• **Supplied data**
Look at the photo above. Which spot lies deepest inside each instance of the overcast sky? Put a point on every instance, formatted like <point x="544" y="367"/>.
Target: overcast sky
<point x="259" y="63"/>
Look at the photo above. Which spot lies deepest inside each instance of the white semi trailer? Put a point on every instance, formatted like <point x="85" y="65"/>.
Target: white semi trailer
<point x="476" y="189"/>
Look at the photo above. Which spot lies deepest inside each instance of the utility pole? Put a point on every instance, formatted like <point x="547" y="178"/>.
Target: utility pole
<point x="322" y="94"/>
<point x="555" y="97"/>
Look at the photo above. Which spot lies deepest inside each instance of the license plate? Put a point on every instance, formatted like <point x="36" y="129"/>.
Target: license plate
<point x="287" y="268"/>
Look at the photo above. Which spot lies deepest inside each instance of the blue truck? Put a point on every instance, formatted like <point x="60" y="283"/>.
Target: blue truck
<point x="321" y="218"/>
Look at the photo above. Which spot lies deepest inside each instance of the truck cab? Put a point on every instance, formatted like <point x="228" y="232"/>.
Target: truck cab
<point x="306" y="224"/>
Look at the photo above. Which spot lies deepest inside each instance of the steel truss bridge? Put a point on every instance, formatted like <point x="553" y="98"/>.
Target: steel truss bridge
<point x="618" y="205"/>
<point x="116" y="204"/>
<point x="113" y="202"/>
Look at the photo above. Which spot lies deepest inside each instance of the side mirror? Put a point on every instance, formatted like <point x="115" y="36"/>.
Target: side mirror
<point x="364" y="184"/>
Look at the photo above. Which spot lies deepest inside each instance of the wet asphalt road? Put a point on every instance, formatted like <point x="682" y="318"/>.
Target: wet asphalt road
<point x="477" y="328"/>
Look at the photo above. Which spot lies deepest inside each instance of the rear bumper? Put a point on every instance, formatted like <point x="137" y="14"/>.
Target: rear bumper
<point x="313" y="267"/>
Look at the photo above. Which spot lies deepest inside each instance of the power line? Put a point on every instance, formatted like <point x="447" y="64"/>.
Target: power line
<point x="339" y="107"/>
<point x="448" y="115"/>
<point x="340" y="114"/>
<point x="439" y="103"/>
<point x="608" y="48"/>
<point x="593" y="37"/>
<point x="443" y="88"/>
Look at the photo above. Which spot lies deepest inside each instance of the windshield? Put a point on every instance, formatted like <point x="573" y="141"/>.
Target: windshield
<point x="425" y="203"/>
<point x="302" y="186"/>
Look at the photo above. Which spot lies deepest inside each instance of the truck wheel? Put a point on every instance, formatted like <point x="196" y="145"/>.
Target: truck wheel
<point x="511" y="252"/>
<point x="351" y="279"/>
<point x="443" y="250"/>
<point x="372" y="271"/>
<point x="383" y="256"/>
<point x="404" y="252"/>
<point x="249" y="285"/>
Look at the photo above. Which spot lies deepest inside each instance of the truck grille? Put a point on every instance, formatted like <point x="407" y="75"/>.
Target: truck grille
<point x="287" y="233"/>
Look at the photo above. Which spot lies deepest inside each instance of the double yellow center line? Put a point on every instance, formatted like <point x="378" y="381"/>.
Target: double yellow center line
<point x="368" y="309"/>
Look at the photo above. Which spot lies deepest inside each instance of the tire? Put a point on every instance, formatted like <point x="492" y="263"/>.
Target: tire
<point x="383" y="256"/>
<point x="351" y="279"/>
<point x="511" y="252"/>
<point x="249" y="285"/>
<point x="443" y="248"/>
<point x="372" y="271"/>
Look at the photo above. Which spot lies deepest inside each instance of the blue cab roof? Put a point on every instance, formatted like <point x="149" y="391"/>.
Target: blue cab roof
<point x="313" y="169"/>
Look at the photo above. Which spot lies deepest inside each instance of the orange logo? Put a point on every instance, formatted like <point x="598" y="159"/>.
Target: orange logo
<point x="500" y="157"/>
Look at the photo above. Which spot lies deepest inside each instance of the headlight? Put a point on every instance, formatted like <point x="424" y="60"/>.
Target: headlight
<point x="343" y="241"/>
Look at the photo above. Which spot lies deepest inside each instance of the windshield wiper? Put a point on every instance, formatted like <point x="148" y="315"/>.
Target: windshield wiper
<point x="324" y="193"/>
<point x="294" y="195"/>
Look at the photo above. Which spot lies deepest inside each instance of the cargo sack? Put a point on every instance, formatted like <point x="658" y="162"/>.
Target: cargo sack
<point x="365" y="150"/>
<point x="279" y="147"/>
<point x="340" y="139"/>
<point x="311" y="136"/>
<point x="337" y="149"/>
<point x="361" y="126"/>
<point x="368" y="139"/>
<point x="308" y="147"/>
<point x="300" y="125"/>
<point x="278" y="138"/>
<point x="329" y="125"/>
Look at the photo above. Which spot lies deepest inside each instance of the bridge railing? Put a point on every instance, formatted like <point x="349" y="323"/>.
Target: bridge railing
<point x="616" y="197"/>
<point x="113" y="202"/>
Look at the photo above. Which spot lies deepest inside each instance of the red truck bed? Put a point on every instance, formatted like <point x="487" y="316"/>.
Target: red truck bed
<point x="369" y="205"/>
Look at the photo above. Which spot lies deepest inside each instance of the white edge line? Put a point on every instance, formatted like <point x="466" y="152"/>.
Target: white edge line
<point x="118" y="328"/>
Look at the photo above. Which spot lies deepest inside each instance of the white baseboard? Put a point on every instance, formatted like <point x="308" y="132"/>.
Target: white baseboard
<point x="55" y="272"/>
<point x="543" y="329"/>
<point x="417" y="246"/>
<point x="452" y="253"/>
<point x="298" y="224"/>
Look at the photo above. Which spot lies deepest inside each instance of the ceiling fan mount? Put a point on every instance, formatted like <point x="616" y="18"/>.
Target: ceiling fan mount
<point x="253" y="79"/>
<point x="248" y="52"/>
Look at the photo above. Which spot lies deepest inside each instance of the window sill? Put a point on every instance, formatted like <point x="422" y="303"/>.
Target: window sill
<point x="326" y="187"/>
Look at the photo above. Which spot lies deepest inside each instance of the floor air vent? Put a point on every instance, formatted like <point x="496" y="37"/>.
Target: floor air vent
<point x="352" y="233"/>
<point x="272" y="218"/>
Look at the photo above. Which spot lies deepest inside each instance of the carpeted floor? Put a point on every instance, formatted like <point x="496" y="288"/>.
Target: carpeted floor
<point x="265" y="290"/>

• **Aim**
Reproduce every line of the entries from the line containing "of the ceiling" through the end of the entries, both ends included, with requests kept as they are. In the answers, offset each point coordinate by -108. Leave the numbers in the requests and their format samples unchanged.

• **Final result**
Look at the photo above. Which spot lies deepest inside each instance of the ceiling fan mount? Put a point on every instance, formatted like <point x="616" y="18"/>.
Target: ceiling fan mount
<point x="145" y="-29"/>
<point x="140" y="-56"/>
Look at the photo above. Which spot lies deepest inside each instance of the window sill? Put a point on every instance, formatted like <point x="422" y="303"/>.
Target: window sill
<point x="218" y="79"/>
Look at the photo above. Which spot lies deepest inside each instance of the floor air vent? Put a point on every instance, formatted like <point x="496" y="37"/>.
Target: floor air vent
<point x="244" y="125"/>
<point x="164" y="110"/>
Look at the photo above. Which spot lies deepest inside each instance of the carpeted floor? Put a point on every instance, formatted like <point x="496" y="288"/>.
Target: carpeted floor
<point x="157" y="182"/>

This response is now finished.